- _WORK TO COMPLETE_: Where the string "long" occurs in a line of the data below, that line should be copied.

- _SOURCE MATERIAL_:
+--

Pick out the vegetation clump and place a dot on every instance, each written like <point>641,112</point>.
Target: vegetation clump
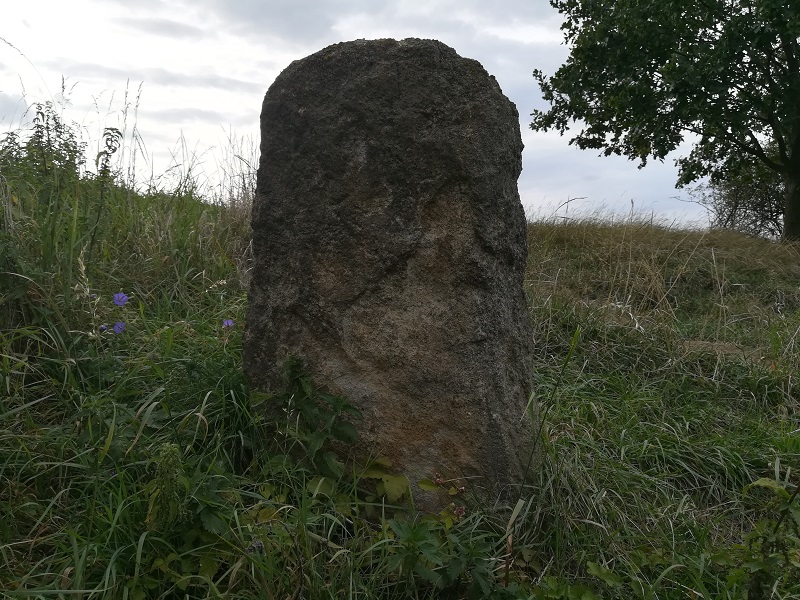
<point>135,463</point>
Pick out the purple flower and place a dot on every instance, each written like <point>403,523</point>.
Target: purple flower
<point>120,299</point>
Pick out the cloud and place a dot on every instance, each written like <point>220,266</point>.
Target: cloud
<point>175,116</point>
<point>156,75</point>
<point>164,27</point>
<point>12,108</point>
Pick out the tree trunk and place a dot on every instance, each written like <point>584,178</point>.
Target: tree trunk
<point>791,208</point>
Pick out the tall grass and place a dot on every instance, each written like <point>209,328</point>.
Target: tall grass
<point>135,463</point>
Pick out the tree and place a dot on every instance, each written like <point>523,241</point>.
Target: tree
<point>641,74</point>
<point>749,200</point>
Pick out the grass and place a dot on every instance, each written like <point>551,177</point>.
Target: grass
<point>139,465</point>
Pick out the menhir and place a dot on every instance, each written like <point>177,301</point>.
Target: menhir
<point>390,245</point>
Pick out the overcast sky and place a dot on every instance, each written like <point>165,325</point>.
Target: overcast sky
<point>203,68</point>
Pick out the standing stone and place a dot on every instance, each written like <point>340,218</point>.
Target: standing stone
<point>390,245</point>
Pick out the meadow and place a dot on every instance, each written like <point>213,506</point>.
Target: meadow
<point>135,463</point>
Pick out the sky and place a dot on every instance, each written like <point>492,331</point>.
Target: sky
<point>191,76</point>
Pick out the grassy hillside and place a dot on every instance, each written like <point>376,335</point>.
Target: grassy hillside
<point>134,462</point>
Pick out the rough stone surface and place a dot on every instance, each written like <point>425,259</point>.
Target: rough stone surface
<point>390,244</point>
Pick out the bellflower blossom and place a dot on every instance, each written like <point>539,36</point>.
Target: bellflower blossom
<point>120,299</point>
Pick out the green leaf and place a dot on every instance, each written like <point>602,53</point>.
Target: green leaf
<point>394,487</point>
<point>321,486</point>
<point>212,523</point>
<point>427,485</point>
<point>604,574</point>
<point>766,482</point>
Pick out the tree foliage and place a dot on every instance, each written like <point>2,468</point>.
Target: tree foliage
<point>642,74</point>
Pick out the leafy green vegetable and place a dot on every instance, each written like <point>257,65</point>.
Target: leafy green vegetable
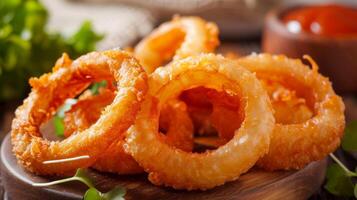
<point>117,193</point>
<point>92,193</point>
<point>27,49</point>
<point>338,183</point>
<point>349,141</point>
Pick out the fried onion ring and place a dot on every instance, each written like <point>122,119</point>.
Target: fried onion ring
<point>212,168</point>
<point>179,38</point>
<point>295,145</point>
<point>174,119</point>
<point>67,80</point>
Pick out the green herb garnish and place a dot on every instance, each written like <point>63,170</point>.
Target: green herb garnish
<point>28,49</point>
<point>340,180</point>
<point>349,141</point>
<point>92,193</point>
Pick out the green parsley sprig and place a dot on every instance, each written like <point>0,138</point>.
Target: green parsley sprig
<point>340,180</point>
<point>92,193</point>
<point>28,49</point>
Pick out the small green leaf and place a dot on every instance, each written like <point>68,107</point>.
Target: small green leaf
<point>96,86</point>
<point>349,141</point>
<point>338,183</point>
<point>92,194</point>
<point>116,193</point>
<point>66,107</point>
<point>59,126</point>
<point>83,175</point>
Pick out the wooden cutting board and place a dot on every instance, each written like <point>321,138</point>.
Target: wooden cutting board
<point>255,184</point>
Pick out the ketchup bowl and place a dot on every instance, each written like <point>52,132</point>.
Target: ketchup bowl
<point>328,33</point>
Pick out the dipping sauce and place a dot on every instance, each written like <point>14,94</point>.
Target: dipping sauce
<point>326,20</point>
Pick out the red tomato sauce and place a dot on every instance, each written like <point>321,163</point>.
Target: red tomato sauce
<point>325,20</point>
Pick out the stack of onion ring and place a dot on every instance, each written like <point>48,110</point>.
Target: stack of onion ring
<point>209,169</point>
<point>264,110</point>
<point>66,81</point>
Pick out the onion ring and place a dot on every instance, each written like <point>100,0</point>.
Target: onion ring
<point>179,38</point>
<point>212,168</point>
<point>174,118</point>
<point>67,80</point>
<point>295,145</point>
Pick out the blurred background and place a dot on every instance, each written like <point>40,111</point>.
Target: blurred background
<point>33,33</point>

+--

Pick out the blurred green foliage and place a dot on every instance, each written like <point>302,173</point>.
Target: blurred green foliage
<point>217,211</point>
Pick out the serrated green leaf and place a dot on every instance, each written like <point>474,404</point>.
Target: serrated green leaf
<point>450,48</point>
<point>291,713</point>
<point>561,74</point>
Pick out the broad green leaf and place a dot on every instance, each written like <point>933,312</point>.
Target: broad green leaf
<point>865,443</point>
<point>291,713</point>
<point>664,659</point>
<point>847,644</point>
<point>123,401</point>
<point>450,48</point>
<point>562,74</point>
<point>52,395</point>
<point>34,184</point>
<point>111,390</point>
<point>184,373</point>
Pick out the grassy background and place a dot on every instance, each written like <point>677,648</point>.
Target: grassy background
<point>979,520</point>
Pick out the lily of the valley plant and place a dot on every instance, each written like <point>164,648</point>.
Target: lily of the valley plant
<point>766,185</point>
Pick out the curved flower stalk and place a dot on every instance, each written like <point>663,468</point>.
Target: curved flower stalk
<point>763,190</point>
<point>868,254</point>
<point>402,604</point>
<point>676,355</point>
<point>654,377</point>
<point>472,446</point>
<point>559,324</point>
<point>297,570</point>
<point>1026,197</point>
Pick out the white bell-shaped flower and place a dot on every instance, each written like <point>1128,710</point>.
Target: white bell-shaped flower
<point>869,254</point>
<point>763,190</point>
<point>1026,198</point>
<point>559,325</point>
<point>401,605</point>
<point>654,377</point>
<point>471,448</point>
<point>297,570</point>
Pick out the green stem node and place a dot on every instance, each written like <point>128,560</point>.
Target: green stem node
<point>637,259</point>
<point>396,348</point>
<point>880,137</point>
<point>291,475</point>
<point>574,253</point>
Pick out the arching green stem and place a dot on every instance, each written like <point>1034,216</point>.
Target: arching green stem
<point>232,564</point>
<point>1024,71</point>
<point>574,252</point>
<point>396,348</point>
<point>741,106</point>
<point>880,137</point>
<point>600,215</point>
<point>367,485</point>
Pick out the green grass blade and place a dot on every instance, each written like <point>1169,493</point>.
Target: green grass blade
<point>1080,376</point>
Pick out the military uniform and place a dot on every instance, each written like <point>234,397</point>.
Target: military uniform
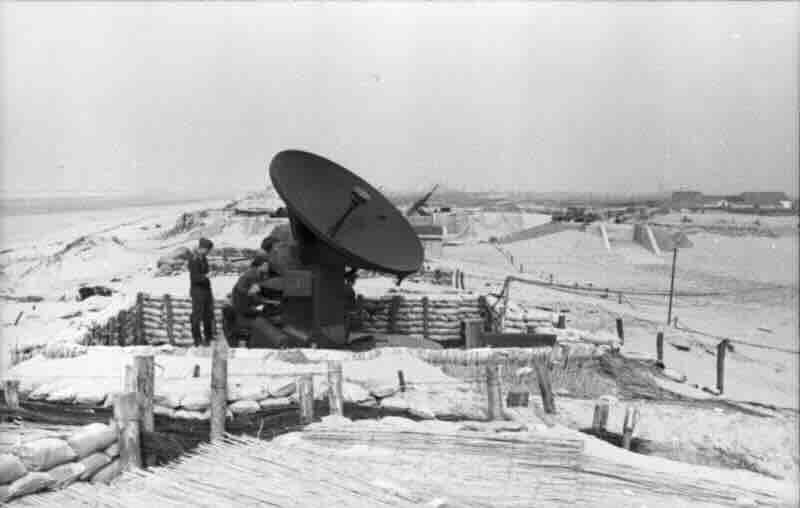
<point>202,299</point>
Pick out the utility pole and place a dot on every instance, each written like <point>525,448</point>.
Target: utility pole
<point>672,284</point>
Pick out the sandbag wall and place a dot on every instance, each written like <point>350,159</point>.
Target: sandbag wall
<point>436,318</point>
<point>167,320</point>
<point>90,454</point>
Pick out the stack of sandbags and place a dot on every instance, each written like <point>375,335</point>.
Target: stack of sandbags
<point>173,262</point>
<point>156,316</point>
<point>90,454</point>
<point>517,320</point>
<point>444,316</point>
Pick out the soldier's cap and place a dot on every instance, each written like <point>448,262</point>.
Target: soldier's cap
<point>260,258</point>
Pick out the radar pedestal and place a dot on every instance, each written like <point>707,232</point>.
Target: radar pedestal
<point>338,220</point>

+--

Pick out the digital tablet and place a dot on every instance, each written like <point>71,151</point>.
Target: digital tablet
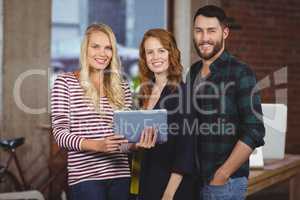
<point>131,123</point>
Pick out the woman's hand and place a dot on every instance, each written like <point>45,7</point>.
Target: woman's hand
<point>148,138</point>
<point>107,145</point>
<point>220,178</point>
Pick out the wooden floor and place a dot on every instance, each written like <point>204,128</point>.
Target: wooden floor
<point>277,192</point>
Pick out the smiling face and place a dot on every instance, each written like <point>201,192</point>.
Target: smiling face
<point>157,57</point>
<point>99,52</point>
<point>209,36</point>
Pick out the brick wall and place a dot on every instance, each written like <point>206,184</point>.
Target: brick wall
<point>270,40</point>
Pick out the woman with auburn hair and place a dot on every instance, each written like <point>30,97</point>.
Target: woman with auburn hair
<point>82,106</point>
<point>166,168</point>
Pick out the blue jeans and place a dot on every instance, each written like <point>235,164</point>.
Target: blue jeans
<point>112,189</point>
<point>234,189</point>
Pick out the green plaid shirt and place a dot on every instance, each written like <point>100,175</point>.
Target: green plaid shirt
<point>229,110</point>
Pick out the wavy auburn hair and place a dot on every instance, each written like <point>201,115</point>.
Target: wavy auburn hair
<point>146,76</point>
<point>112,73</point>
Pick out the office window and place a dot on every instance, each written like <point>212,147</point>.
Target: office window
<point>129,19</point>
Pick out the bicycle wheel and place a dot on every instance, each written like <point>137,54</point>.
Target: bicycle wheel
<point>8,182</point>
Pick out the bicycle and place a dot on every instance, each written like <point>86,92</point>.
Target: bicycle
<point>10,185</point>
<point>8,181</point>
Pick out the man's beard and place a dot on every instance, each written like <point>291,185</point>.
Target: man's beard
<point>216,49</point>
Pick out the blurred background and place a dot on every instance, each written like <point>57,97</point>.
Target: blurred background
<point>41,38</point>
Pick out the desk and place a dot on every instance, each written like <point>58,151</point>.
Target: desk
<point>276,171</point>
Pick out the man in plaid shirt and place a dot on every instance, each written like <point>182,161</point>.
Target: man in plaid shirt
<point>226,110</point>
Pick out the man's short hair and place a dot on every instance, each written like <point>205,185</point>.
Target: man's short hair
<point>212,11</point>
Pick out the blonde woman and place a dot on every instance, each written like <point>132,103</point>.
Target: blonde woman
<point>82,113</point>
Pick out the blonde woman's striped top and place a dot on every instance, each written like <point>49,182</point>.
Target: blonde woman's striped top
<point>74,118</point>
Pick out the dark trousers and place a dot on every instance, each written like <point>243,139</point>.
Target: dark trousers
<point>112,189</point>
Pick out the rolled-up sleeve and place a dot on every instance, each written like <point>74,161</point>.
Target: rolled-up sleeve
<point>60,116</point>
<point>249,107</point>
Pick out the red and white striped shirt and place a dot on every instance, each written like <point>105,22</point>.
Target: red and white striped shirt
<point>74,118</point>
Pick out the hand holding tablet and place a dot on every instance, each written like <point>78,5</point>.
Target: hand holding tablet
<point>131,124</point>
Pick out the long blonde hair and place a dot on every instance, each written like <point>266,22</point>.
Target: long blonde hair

+--

- _EXERCISE ANSWER_:
Pick out the long blonde hair and place a dot on every instance, each written like <point>266,22</point>.
Target: long blonde hair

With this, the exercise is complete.